▶ [To do] Please count the lines below that contain the word "costume", treating uppercase and lowercase as different, and give only that number.

▶ [Dataset]
────────────────────────────────────────
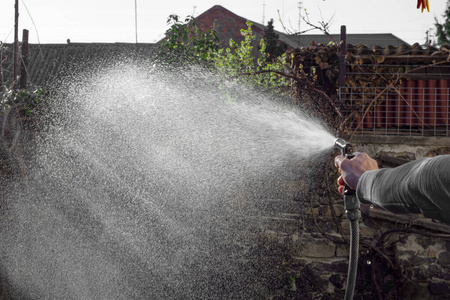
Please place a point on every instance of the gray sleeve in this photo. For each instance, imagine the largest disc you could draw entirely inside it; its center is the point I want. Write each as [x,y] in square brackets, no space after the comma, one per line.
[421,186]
────────────────────────────────────────
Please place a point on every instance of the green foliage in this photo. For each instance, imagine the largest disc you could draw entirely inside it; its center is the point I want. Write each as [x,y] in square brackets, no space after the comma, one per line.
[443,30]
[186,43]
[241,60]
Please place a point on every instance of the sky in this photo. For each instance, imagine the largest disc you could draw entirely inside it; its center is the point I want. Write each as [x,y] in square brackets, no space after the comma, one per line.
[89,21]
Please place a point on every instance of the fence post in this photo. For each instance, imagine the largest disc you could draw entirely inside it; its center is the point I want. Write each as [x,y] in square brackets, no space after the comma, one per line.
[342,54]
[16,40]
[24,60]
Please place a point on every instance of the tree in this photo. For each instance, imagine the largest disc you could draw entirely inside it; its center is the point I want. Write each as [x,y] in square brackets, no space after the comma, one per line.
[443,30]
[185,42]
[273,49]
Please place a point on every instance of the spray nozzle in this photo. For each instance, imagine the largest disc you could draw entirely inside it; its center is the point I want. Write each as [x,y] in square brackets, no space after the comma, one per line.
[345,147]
────────────────────────────────────────
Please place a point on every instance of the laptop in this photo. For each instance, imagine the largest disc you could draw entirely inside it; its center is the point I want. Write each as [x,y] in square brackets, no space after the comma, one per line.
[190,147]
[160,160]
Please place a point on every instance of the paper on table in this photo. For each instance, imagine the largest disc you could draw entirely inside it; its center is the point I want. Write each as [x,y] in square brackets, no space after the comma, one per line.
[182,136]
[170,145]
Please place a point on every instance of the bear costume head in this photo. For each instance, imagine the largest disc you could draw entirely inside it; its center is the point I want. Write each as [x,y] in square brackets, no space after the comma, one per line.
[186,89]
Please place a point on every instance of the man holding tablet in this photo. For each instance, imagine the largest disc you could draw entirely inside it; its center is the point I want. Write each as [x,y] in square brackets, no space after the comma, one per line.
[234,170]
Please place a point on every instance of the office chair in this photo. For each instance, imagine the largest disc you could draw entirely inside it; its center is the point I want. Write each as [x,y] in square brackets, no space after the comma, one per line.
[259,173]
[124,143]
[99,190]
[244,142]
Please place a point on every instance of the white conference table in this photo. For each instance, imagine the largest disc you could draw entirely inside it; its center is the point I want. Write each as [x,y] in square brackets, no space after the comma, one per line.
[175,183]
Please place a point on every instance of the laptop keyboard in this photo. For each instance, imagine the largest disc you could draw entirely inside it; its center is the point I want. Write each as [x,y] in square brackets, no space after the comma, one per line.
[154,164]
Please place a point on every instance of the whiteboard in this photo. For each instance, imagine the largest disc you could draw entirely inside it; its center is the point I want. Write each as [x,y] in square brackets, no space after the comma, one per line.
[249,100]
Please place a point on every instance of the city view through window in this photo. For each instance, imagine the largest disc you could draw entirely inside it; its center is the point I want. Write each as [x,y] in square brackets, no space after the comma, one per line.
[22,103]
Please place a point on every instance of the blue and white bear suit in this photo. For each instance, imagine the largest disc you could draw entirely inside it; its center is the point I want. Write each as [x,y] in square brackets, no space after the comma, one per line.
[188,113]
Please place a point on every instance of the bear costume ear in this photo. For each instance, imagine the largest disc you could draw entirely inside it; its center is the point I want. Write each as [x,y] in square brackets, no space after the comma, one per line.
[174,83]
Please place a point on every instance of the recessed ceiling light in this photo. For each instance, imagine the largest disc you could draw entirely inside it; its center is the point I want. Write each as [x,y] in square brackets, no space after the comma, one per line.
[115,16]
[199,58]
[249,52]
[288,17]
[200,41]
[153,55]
────────────────────────────────────────
▶ [The answer] 2